Reproduce every one of the entries below word for word, without changing anything.

## begin TASK INPUT

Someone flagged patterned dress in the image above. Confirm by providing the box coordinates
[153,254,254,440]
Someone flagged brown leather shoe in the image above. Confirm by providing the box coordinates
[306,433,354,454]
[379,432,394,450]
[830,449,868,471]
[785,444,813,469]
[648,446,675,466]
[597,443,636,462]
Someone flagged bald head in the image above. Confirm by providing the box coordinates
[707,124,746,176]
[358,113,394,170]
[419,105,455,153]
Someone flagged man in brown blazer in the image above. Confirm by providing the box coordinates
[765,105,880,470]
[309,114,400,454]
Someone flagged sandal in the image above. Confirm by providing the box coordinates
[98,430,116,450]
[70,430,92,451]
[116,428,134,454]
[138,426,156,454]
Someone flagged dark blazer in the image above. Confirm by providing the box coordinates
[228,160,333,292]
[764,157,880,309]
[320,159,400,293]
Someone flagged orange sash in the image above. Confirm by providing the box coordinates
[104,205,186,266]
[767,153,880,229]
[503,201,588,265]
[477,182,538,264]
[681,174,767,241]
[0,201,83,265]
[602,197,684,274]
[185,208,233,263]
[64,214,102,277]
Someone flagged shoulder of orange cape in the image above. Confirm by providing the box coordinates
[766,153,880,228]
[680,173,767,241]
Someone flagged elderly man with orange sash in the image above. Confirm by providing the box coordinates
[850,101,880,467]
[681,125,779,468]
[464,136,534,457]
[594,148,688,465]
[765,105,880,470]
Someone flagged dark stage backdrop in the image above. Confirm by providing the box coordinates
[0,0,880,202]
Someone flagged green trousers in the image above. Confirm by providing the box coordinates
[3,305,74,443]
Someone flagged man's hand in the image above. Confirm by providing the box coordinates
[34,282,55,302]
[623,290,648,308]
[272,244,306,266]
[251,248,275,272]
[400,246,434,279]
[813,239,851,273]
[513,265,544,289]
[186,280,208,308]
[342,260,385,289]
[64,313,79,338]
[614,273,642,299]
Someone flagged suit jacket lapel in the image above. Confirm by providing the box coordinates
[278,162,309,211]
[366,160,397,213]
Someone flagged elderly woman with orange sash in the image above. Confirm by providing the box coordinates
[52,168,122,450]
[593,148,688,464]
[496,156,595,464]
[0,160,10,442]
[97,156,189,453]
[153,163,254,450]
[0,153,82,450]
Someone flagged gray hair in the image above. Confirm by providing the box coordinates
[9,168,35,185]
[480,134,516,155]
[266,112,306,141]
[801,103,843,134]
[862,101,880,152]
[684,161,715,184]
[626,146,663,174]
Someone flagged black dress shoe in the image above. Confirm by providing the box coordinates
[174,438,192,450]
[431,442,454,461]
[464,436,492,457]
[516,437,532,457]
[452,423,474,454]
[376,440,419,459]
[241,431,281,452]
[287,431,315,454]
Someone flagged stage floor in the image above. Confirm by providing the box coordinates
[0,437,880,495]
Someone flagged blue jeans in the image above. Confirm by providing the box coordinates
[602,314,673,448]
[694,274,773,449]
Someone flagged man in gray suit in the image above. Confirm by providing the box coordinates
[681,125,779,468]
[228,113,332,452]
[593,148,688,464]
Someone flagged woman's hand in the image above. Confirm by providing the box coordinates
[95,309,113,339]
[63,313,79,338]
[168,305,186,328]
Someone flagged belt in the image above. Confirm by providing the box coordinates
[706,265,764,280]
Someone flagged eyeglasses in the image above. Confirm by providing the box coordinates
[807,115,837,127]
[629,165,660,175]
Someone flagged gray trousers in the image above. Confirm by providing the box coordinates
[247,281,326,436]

## end TASK INPUT

RESULT:
Someone flagged patterned dress in the image above. Confirm by providing the box coordinates
[153,254,254,440]
Someone flagged brown leather shoe in the image above. Confirm by providing the box coordinates
[306,433,354,454]
[379,432,394,450]
[830,449,868,471]
[785,444,813,469]
[648,446,675,466]
[597,443,636,462]
Someone flagged bald head in the image above. Confirm by providing the box coordinates
[707,124,746,176]
[358,113,394,170]
[419,105,455,153]
Someone flagged man in brown blazer in the image above. Confirm by providing the box coordinates
[765,105,880,470]
[309,114,400,454]
Someone flagged sandal in the image above. Confirm by providing the box coordinates
[98,430,116,450]
[70,430,92,451]
[116,428,134,454]
[138,426,156,454]
Someone flagged dark blazer in the image above. Confirm by providing the box coordinates
[228,160,333,292]
[764,157,880,309]
[320,159,400,293]
Someone flagged orange sash in the image above. Confirm by providing the box coordinates
[104,205,186,266]
[767,153,880,229]
[503,201,588,265]
[477,182,538,264]
[681,174,767,241]
[0,201,83,265]
[602,197,684,274]
[185,208,233,263]
[64,214,102,277]
Someone flagged shoulder of orange cape in the image above. Confirm by providing the box coordinates
[766,153,880,228]
[680,173,767,241]
Someone flagged elderly man with orange sash in the image above. Confirm by providing the box coordinates
[850,101,880,467]
[681,125,779,468]
[464,136,534,457]
[594,148,688,465]
[765,105,880,470]
Someone flagged dark stage backdrop in the image above. Confirm by providing the box coordinates
[0,0,880,202]
Someone flagged green trousers in the image above. Confirm by providing the box coordinates
[3,305,74,443]
Someone flagged man's hand in the image above. Confirm by providing the box coordinates
[34,282,55,302]
[623,290,648,308]
[272,244,306,266]
[251,248,275,272]
[400,246,434,279]
[813,239,851,273]
[513,265,544,289]
[186,280,208,308]
[342,260,385,289]
[64,313,79,338]
[614,273,642,299]
Someone flagged suit jacket lapel in the image above. Confirm by providing the box coordinates
[278,162,309,211]
[366,160,397,213]
Someone flagged elderly woman with orange sash in the image above. Confirm by providing the box coordinates
[52,168,122,450]
[593,148,688,464]
[496,156,595,464]
[0,160,10,442]
[97,156,189,453]
[153,163,254,450]
[0,153,82,450]
Someone flagged gray hair in the image above. Confirm by providing the box coordinates
[9,168,35,185]
[480,134,516,155]
[266,112,306,141]
[801,103,843,134]
[862,101,880,152]
[684,161,715,184]
[626,146,663,174]
Someone flagged black dress shoe in the image above. Confirm by providing the box coordinates
[174,438,192,450]
[431,442,454,461]
[464,436,492,457]
[516,437,532,457]
[452,423,474,454]
[376,440,419,459]
[241,431,281,452]
[287,431,315,454]
Someone flagged stage floor in the image above. Confirm by providing the box coordinates
[0,437,880,495]
Someone flagged blue jeans in the image above. Confirm by providing the box coordinates
[602,314,673,448]
[694,274,773,449]
Someone flagged man in gray suit in the image above. Confirm by providing the box coordinates
[681,125,779,468]
[228,113,332,452]
[593,148,688,464]
Someone flagged woman's hand in the image above. Confirm by providing the box coordinates
[95,309,113,339]
[63,313,79,338]
[168,305,186,328]
Someone flagged belt in the image above. Confirm by providing the box coordinates
[706,265,764,280]
Someone flagged eyeglasses in the image above. Confirm by providing the box coordinates
[807,115,837,127]
[629,165,660,175]
Someone flagged gray trousers in the image above. Confirm by providing the box coordinates
[247,281,326,436]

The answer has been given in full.